Information given Start Marker
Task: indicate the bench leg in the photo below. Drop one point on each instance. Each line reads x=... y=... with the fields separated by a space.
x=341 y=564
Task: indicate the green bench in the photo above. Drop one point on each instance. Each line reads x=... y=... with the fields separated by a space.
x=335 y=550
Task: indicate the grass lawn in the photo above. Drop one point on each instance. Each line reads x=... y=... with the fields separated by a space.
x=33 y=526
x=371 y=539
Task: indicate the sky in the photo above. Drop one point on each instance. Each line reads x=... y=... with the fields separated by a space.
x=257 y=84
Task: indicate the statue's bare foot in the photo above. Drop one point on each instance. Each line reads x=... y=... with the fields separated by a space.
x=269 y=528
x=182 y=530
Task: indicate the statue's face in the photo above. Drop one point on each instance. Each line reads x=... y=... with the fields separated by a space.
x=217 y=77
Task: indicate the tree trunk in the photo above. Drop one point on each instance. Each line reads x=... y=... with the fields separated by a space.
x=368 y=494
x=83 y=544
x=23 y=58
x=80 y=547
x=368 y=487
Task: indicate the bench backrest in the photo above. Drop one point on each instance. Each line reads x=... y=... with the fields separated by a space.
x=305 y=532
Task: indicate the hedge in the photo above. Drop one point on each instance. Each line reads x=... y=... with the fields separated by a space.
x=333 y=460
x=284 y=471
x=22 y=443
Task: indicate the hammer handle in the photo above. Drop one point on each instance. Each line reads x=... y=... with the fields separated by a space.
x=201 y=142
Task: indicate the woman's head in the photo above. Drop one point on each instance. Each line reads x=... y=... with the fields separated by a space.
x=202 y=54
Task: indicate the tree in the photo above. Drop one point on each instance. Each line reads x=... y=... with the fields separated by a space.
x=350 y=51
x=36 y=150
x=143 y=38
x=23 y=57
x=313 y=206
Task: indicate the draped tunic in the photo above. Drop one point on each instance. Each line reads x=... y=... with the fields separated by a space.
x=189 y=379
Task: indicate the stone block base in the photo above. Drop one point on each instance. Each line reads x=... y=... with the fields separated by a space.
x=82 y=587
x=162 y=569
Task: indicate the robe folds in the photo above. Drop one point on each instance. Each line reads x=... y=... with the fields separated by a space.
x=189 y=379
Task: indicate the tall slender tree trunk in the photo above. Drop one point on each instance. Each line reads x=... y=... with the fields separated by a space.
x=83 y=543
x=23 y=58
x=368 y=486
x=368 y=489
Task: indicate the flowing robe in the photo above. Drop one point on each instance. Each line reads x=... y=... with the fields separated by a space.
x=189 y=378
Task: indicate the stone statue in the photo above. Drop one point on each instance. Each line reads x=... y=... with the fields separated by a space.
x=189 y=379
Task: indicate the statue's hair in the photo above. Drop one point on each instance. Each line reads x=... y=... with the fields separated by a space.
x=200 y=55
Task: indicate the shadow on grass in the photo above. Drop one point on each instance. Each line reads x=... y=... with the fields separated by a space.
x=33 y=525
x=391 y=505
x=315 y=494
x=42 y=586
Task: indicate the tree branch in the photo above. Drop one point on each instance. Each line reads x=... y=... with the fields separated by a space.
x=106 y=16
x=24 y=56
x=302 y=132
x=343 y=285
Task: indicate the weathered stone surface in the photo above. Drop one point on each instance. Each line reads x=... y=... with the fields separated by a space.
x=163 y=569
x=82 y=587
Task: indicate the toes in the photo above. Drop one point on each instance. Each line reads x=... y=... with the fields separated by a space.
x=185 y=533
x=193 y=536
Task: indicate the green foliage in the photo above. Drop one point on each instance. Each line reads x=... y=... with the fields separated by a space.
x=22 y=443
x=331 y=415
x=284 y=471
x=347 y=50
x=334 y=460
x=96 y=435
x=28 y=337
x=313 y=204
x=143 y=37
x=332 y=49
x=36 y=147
Information given End Marker
## Goal of the exercise
The data should be transcribed exactly, line for line.

## Solved problem
Task: indicate the bench leg in the photo below. Drop one point on each instance. Each line reads x=... y=... with the fields separated by a space.
x=341 y=564
Task: indicate the green bench in the photo above. Drop one point on each instance. Each line reads x=... y=... with the fields separated by a space.
x=335 y=550
Task: indicate the grass lawn in the photo above. Drop one point on each instance. Each line reads x=... y=... with the fields separated by a space.
x=33 y=526
x=371 y=539
Task: indicate the sky in the photo above. Drop one point on each instance. Each line reads x=... y=... with the fields separated by a space.
x=257 y=84
Task: indicate the statue's bare foot in the photo above. Drop one point on each instance. Each line reads x=... y=... with the fields separated by a space.
x=269 y=528
x=182 y=530
Task: indicate the statue's face in the photo above. Drop one point on each instance. Each line reads x=... y=... with the fields separated by a space.
x=217 y=77
Task: indicate the tree trunk in the photo above. Drop one point on each instance. Each line reads x=... y=... with the fields separated by a space.
x=368 y=494
x=83 y=544
x=23 y=58
x=80 y=547
x=368 y=487
Task: indicate the bench backrest in the photo above. Drop one point on each instance. Each line reads x=... y=... with the fields separated by a space.
x=305 y=532
Task: indicate the hedge in the photo above. Drop one point on each instance. Each line reads x=... y=... with the fields separated by a space.
x=333 y=460
x=284 y=471
x=22 y=443
Task: indicate the hammer handle in the photo above. Drop one point on each instance. Each line reads x=... y=... with the fields separated by a space.
x=201 y=142
Task: indicate the woman's head in the photo above. Drop one point on each instance. Each line reads x=... y=... with the fields separated by a space.
x=202 y=54
Task: indicate the tree in the photo above. Drop one point on each instance. Each line reads x=... y=... with the fields separated by a space.
x=350 y=51
x=36 y=150
x=143 y=38
x=23 y=57
x=313 y=206
Task: indicate the draped tunic in the photo above. Drop one point on each instance. Each line reads x=... y=... with the fields separated by a space.
x=189 y=379
Task: indicate the stone block base in the photo above. Drop one point on each instance. Each line reads x=... y=... with the fields separated by a space.
x=82 y=587
x=162 y=569
Task: indicate the robe folds in the photo above. Drop one point on each instance. Each line reads x=... y=... with the fields separated by a space.
x=189 y=379
Task: indicate the tall slender tree trunk in the photo above. Drop one point on each instance. Each line reads x=... y=... with the fields separated by a space.
x=83 y=543
x=23 y=58
x=368 y=486
x=368 y=489
Task: indicate the flowing robe in the photo above. Drop one point on each instance. Each line reads x=... y=... with the fields separated by a space.
x=189 y=378
Task: indicate the stone statue in the photo above. Drop one point on each instance. Each line reads x=... y=... with the fields separated by a space.
x=189 y=379
Task: indicate the statue's hair in the photo above. Drop one point on each instance. Each line reads x=... y=... with the fields separated by a space.
x=200 y=55
Task: indicate the shadow on grass in the photo above. Drop one point on each instance. Each line reads x=... y=... with the fields separated by a space.
x=33 y=525
x=391 y=505
x=315 y=494
x=42 y=586
Task: indicate the tree branch in the photo above. Drop one point on each instance. Each line reads x=... y=... with the fields separated by a space.
x=106 y=16
x=24 y=56
x=302 y=132
x=343 y=285
Task: indicate the weathered stone surface in the photo above. Drop one point on each instance. Each line reads x=... y=... with the fields separated by a space.
x=163 y=569
x=82 y=587
Task: indicate the toes in the photo above. Drop one point on each instance. Each line reads x=... y=... with the fields separated by a space.
x=185 y=533
x=193 y=536
Task: indicate the green foliage in the photo above. Drop one point on each instance. Each line reads x=... y=... with the fields separated by a space.
x=22 y=443
x=331 y=415
x=284 y=471
x=347 y=50
x=334 y=460
x=96 y=435
x=28 y=337
x=313 y=204
x=143 y=37
x=332 y=49
x=36 y=147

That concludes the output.